Protease inhibitors safer than thought for pregnant women with HIV
Monday 11th Apr 2022, 11.46am
Globally, more than 37 million people were living with HIV in 2020, including 19 million women of childbearing age (UNAIDS). Each year, around 1.3 million of these women become pregnant, most of whom live in sub-Saharan Africa where rates of maternal and child mortality remain high.
Antiretroviral therapy is recommended for all pregnant women living with HIV, since this plays a crucial role in improving maternal health and reducing transmission of HIV from mother to child. However, to date there has been a critical lack of evidence on whether antiretroviral therapies increase the risk of adverse pregnancy outcomes such as preterm birth, low birth weight, stillbirth, and babies being small for their gestational age.*
In particular, there has been concern about a type of antiretroviral drug called protease inhibitors (including atazanavir, lopinavir, and darunavir). Current guidelines recommend that protease inhibitor-based therapies should be used in pregnancy only if ‘first-line’ treatments (such as integrase and reverse-transcriptase based treatments) are either unsuitable or unavailable. These guidelines also often advise against the use of a specific protease inhibitor, lopinavir/ritonavir (LPV/r), citing an increased risk of preterm birth. However, these recommendations are based on limited evidence, and can restrict treatment options for pregnant women with HIV.
To address this knowledge gap, researchers from the National Perinatal Epidemiology Unit (NPEU) at Oxford Population Health, have conducted the largest review of the evidence on pregnancy outcomes for a range of antiretroviral therapies. This included a comparison of protease inhibitors vs non-protease inhibitor-based antiretroviral therapies and comparisons of different types of protease inhibitors in relation to the risk of 11 specific pregnancy outcomes for women living with HIV.** The analysis included 34 studies conducted between 1980 and 2020, involving over 57,000 pregnant women living with HIV in 22 different countries.
The study found that overall, protease inhibitors were associated with an increased risk of babies being small or very small for their gestational age, compared with non-protease inhibitor antiretroviral therapies (24% and 40% higher risk, respectively). However, protease inhibitors were not associated with an increased risk of pre-term birth or any other adverse pregnancy outcome. No significant differences in pregnancy outcomes were found between the three protease inhibitor therapies lopinavir, atazanavir, and darunavir.

+++

> **Description of the task**
Answer these questions from the article on protease inhibitors in pregnancy:
1. How many women of childbearing age were living with HIV globally in 2020?
2. Which research unit carried out the review of pregnancy outcomes?
3. How much higher was the risk of babies being very small for their gestational age with protease inhibitors than with non-protease inhibitor therapies?

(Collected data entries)
+++

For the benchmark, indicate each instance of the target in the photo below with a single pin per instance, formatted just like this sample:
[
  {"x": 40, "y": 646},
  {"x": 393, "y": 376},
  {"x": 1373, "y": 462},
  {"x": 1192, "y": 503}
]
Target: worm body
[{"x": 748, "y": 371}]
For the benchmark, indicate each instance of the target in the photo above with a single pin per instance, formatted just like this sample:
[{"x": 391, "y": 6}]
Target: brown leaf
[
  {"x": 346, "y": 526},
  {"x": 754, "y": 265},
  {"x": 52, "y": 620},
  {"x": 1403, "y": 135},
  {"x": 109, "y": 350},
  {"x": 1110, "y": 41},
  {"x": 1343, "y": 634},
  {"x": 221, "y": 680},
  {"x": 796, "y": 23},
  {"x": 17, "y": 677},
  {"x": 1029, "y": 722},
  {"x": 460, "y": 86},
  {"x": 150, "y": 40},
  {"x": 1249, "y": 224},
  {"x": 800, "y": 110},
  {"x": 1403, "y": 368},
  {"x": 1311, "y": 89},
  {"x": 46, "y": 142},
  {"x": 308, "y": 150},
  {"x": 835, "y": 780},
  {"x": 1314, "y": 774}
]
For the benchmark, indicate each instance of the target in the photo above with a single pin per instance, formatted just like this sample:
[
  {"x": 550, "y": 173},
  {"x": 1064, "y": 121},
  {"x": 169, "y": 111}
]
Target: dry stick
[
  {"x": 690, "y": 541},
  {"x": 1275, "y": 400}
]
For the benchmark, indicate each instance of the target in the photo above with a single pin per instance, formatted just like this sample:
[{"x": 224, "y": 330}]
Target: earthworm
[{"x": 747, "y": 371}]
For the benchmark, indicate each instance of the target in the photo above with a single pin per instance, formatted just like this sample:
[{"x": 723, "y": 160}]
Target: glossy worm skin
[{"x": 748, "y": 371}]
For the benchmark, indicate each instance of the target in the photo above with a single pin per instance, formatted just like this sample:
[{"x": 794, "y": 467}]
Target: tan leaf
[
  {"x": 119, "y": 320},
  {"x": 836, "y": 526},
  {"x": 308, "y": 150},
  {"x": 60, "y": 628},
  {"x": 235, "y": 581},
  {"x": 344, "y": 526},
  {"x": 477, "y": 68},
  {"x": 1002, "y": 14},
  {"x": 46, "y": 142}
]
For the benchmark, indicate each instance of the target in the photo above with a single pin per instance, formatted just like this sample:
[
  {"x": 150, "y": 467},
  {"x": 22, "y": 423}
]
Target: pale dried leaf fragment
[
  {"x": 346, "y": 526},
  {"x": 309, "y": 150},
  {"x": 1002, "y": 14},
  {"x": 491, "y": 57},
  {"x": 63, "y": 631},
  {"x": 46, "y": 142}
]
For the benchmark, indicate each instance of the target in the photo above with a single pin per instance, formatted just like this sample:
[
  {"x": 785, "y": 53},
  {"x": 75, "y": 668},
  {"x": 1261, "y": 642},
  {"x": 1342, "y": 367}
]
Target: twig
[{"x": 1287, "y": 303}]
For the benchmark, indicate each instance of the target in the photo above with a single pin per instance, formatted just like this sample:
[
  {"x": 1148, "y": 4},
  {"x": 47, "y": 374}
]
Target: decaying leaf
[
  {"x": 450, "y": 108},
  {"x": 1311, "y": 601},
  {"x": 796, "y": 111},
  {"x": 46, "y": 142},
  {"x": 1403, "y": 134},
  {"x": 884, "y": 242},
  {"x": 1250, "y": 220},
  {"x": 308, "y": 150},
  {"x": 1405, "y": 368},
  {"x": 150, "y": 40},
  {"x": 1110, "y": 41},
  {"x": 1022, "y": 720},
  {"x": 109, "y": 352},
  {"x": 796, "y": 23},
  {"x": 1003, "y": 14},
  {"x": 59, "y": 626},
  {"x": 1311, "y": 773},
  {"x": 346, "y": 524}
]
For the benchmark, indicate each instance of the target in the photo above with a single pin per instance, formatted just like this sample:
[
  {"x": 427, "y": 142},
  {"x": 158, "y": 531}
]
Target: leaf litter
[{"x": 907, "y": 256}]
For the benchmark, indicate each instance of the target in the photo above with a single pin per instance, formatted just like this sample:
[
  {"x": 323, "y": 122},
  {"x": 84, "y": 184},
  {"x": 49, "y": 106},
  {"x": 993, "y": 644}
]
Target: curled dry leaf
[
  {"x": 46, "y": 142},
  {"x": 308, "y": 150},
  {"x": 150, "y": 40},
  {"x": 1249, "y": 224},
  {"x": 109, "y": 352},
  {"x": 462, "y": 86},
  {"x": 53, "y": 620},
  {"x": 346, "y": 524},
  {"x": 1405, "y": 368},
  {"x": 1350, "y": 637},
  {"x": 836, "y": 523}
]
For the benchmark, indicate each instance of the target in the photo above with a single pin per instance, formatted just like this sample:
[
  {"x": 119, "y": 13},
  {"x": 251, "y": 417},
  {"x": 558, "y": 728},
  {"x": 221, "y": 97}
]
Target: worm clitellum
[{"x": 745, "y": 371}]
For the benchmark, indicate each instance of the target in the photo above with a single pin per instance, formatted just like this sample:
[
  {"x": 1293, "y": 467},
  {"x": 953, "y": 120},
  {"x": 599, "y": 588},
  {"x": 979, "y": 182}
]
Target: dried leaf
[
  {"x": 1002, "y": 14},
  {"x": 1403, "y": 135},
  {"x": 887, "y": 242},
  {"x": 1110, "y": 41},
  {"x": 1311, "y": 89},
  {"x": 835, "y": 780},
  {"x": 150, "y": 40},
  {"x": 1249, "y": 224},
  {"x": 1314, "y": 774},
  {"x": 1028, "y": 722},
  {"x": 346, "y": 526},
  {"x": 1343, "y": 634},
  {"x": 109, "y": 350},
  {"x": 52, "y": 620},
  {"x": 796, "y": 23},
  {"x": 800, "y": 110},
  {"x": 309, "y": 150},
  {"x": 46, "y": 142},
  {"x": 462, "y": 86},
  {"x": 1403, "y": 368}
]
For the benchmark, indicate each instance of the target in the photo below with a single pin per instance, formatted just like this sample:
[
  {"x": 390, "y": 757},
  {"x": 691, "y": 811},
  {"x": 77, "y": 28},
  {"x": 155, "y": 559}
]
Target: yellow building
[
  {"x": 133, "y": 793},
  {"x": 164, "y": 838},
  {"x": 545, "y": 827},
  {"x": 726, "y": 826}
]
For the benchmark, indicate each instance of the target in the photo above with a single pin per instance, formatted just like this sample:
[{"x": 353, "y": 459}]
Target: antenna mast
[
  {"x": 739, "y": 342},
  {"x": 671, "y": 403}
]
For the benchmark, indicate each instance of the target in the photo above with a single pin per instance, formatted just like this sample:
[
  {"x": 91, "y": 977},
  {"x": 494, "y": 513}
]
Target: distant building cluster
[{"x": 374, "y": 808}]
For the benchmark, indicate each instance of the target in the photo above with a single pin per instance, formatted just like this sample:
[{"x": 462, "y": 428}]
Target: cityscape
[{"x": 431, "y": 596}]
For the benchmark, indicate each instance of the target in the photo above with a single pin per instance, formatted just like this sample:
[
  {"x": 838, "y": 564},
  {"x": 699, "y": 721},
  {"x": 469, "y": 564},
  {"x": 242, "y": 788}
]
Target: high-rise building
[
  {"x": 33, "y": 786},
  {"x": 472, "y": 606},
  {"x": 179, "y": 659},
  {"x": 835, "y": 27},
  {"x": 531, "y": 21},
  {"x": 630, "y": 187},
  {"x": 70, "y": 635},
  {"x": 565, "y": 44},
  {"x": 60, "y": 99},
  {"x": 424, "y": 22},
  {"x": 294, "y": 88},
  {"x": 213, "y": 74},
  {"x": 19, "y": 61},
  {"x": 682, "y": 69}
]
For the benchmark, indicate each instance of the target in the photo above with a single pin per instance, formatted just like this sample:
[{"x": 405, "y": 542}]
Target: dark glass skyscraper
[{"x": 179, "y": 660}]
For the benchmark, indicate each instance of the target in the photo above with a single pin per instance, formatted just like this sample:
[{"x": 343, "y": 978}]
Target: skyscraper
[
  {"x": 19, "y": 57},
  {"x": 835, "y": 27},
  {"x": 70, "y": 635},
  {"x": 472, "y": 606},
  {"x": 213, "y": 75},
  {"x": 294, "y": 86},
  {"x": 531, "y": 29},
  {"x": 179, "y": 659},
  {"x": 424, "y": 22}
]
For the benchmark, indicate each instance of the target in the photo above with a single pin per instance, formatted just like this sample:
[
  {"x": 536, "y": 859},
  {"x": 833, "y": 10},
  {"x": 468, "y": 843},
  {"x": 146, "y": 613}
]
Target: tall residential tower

+++

> **Solution for this exercise**
1. 19 million.
2. The National Perinatal Epidemiology Unit (NPEU) at Oxford Population Health.
3. 40% higher.